▸ Stated exercise
Copy the rows from the line with "locate the decorative" to the line with "76,285,155,312" word for word.

┌─ Entries shown

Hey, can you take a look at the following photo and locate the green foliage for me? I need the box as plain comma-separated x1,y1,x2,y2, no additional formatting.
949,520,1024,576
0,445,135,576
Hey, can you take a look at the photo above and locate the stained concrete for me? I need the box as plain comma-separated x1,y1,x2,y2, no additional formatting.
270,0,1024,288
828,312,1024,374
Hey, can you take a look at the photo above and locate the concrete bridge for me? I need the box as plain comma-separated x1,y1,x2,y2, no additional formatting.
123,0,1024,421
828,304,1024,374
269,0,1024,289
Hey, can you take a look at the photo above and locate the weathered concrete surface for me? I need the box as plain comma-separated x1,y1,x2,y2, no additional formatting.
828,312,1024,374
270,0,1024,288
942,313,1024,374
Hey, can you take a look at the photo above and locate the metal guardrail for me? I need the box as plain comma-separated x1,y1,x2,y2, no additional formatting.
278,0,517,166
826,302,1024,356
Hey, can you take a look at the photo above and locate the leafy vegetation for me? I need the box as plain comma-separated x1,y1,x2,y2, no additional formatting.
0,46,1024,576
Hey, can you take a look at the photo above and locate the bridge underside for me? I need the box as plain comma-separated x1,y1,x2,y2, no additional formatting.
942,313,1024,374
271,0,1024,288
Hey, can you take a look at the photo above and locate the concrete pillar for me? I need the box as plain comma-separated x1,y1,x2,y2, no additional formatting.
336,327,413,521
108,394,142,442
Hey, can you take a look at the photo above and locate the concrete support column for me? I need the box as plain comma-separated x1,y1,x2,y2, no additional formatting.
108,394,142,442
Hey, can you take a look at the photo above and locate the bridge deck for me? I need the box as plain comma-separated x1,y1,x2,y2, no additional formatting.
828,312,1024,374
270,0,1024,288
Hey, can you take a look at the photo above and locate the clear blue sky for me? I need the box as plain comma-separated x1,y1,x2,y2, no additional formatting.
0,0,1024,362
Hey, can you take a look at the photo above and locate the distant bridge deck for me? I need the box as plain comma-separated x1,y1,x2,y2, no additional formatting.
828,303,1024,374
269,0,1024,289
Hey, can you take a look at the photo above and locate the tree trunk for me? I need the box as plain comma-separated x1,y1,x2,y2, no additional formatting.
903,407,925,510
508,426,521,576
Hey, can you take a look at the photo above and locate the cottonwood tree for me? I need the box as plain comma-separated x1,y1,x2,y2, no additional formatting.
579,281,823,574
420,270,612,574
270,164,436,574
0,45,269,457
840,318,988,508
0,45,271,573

└─
┌─ Entries shown

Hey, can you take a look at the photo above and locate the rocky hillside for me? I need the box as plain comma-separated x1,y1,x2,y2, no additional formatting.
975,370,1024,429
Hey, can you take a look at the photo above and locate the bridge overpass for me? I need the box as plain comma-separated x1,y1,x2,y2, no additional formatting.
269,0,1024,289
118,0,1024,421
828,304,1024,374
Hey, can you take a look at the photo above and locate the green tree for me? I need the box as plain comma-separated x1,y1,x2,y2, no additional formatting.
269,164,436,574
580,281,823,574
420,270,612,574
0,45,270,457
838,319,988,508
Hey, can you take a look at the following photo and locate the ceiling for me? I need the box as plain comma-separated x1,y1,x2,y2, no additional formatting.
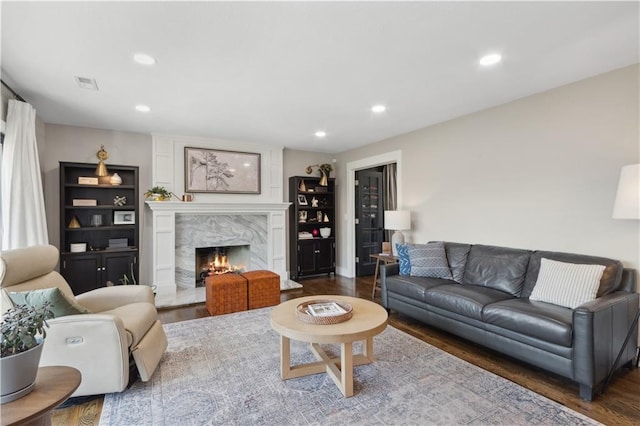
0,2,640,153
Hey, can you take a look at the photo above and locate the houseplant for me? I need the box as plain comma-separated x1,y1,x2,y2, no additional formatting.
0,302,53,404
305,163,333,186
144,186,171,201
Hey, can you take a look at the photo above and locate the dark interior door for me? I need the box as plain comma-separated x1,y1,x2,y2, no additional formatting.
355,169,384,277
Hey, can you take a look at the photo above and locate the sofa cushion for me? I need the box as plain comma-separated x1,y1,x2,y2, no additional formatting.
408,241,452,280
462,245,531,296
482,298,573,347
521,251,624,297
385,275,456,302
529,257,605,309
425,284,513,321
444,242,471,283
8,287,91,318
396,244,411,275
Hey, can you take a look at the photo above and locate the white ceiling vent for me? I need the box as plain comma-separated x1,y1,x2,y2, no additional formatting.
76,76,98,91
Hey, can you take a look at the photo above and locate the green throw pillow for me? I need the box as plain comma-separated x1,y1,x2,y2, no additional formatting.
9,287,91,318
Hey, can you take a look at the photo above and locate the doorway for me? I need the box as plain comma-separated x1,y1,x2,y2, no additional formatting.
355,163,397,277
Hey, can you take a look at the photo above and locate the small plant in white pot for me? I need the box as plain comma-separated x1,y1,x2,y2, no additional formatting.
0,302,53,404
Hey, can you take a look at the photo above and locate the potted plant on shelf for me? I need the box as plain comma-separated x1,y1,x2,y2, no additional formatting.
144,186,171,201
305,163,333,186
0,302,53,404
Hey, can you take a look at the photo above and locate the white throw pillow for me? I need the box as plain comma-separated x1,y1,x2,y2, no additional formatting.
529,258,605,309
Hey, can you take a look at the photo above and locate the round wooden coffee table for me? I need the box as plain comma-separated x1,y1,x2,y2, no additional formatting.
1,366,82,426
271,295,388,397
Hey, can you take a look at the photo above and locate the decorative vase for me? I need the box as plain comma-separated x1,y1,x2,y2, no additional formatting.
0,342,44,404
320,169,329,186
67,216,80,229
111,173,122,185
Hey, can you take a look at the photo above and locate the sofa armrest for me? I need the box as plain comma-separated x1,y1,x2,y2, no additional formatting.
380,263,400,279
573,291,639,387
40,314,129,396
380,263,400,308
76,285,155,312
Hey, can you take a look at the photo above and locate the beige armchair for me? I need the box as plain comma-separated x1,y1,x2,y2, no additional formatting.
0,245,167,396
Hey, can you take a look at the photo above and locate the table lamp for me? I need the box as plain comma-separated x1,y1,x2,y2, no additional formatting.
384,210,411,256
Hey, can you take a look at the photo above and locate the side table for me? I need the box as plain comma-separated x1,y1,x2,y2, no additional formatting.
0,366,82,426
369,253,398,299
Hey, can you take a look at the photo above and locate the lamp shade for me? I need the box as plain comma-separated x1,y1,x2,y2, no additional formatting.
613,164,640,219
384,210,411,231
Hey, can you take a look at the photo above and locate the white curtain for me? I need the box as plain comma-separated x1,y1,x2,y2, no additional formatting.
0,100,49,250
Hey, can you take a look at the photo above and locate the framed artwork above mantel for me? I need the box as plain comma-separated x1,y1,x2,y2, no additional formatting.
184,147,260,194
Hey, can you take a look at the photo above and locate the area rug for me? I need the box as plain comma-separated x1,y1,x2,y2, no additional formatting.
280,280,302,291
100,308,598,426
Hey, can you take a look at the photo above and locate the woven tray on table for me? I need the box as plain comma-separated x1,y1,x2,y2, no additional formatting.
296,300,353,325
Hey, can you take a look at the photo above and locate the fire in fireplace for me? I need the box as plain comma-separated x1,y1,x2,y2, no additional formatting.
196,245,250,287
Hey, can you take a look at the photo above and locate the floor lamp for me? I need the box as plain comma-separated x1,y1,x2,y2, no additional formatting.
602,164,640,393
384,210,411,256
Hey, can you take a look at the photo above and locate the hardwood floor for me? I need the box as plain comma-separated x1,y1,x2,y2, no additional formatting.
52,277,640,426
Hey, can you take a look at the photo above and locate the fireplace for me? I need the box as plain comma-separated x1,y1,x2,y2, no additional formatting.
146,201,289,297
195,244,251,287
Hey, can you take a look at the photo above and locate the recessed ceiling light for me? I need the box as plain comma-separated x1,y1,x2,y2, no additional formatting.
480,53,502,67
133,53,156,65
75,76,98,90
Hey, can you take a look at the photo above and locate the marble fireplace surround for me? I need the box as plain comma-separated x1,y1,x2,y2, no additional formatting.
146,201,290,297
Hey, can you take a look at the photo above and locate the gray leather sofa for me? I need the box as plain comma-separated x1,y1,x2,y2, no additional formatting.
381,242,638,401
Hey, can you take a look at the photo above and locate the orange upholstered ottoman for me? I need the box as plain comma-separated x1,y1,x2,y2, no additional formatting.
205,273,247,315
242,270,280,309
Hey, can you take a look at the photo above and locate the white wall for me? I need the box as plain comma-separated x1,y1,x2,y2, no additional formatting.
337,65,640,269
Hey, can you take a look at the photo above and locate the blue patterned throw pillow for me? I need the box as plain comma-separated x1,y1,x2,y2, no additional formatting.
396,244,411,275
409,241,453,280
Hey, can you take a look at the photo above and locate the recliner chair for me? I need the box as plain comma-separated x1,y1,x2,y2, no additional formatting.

└─

▸ Task output
Hey, can you take a look at the photo above and locate the decorative vase for me? I need the box as plain comma-separated x1,y1,x2,y2, no additional formatting.
0,342,44,404
320,169,329,186
67,216,80,229
111,173,122,185
Hey, can you take a look at the photo above and locate the sofa armrest for me? I need the box as plain comma-separated x1,y1,x2,y2, no additional formatting.
380,263,400,279
573,291,639,387
40,314,129,396
380,263,400,308
76,285,155,312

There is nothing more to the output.